(Dataset records)
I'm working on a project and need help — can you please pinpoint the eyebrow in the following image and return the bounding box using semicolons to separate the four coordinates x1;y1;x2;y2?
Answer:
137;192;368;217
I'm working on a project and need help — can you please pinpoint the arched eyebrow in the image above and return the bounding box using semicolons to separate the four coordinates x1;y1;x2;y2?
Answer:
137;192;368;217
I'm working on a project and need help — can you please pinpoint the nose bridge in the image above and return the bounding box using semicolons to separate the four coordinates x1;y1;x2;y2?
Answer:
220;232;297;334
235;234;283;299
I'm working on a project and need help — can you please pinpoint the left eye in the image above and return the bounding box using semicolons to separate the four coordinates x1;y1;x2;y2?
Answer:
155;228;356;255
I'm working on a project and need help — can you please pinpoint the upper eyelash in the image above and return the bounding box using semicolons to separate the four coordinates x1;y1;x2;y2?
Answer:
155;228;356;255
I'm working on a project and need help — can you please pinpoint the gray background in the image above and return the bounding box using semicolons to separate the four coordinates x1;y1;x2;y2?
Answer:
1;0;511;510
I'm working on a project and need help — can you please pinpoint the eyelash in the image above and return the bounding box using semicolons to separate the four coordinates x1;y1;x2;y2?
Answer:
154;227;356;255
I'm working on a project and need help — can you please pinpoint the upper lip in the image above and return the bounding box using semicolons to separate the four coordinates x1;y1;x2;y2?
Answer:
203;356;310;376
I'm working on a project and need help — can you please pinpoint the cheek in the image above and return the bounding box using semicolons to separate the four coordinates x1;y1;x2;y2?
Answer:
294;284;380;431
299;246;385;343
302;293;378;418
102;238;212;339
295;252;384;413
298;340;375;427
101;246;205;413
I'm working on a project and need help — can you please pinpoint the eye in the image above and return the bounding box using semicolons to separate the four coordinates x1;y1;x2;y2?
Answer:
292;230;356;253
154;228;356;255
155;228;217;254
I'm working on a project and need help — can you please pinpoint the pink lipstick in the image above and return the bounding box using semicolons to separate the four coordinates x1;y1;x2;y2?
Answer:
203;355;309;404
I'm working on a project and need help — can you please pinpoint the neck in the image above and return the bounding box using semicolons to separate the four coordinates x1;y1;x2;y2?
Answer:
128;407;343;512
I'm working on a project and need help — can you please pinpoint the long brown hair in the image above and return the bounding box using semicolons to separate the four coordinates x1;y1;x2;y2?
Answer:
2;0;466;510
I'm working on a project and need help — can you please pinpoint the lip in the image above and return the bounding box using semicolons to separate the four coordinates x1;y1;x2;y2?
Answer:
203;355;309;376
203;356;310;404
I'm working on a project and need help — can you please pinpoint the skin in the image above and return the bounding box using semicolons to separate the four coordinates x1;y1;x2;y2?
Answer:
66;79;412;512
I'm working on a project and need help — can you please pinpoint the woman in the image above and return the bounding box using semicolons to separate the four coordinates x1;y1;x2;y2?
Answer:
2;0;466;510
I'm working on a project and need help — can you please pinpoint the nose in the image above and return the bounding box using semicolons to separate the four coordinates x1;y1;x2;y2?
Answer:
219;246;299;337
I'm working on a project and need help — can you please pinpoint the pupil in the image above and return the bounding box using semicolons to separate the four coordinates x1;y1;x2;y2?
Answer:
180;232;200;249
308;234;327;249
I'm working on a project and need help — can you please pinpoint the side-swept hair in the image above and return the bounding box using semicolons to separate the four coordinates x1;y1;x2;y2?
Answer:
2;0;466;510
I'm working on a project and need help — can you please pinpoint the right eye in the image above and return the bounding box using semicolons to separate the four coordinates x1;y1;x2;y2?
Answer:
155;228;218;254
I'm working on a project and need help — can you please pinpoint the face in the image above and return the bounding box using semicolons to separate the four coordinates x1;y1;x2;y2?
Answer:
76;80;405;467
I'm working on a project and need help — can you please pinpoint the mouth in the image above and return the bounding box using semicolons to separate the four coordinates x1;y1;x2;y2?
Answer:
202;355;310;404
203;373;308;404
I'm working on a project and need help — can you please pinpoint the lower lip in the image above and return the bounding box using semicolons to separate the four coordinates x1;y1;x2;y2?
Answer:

[GOAL OF THE EXERCISE]:
Search the data for the string "upper". List each line that has it.

[YOUR SOLUTION]:
I'm working on a project and need help — can you please pinpoint the upper eyelash in the image above and return the bounding box using semicolons to separate the four coordinates x1;y1;x2;y2?
I'm working on a project and need help — can you please pinpoint the upper lip in the image above and return the bounding box using semicolons to separate the four coordinates x1;y1;x2;y2?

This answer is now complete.